### RECORDS FOR THE TASK
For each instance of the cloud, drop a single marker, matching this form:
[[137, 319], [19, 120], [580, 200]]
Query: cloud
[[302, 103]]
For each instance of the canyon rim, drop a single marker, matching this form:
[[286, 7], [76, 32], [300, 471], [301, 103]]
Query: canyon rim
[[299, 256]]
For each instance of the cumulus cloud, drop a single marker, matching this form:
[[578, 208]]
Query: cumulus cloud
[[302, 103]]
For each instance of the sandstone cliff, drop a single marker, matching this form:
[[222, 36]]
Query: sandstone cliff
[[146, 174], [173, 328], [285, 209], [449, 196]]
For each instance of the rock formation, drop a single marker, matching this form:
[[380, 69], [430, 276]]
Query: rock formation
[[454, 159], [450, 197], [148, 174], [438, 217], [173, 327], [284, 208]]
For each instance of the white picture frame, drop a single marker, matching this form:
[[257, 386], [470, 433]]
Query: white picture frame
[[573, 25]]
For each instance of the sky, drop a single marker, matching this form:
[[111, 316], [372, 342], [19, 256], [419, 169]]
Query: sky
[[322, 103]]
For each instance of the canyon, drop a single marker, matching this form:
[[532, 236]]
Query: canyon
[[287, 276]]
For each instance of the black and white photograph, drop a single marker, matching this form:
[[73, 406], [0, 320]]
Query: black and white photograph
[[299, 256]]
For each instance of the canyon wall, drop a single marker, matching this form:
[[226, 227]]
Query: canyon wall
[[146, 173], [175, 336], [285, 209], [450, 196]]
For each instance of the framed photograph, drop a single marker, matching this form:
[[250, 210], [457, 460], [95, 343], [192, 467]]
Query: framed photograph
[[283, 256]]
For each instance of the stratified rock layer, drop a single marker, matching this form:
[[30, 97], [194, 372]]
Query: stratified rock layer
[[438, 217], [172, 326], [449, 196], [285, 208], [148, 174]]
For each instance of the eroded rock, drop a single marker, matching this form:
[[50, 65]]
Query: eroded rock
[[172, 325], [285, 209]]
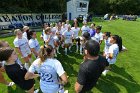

### YOUR ASSIGNMENT
Would you transcribe each of the entries exactly, skipping the pictures?

### ANSWER BELOW
For each instance of the cloud, drop a single marker, matching this form:
[[137, 319], [19, 120], [580, 200]]
Query: cloud
[[302, 103]]
For each instance of the canyon rim, drop a single marker, matching this form:
[[286, 7], [76, 32], [300, 471], [301, 103]]
Query: canyon rim
[[299, 256]]
For each instance of the cumulus cloud, drop a single marker, matching this form:
[[578, 208]]
Query: cumulus cloud
[[302, 103]]
For each instance of the sandstone cliff, drop a single marker, matching this form:
[[222, 36]]
Query: sandstone cliff
[[146, 174], [173, 328], [285, 209], [449, 196]]
For each instance of the rock formation, drop a single marker, matching this form:
[[380, 69], [430, 276]]
Query: rock formation
[[454, 159], [450, 197], [148, 174], [438, 217], [173, 327], [284, 208]]
For each instance of the white picture frame, drop a single marker, matching this form:
[[257, 386], [470, 433]]
Query: white picture frame
[[573, 25]]
For each instance of the sky, drop a single marker, matching this form:
[[111, 316], [372, 342], [19, 256], [419, 169]]
Query: sky
[[322, 103]]
For each instance of the canyon, drop a single marker, matching this form:
[[532, 236]]
Query: canyon
[[287, 276]]
For each instance of the black and white photograph, drop a single marker, matching this form:
[[73, 406], [0, 320]]
Query: black and white photograph
[[299, 256]]
For each instance of the canyon wall, drop a single marker, matching this form:
[[226, 227]]
Query: canyon wall
[[146, 173], [175, 336], [285, 209], [450, 196]]
For each instance of the framed photograph, drop a single marker, matching this form:
[[250, 210], [457, 460], [95, 343], [192, 467]]
Query: framed photograph
[[283, 256]]
For each instance of the stratified rock layer, drop a single marker, matching this form:
[[30, 97], [194, 372]]
Query: stratified rock layer
[[438, 217], [172, 326], [449, 196], [285, 208], [148, 174]]
For each instance of the eroded rock, drop a single marker, matching this form:
[[50, 65]]
Query: eroded rock
[[172, 325], [285, 209]]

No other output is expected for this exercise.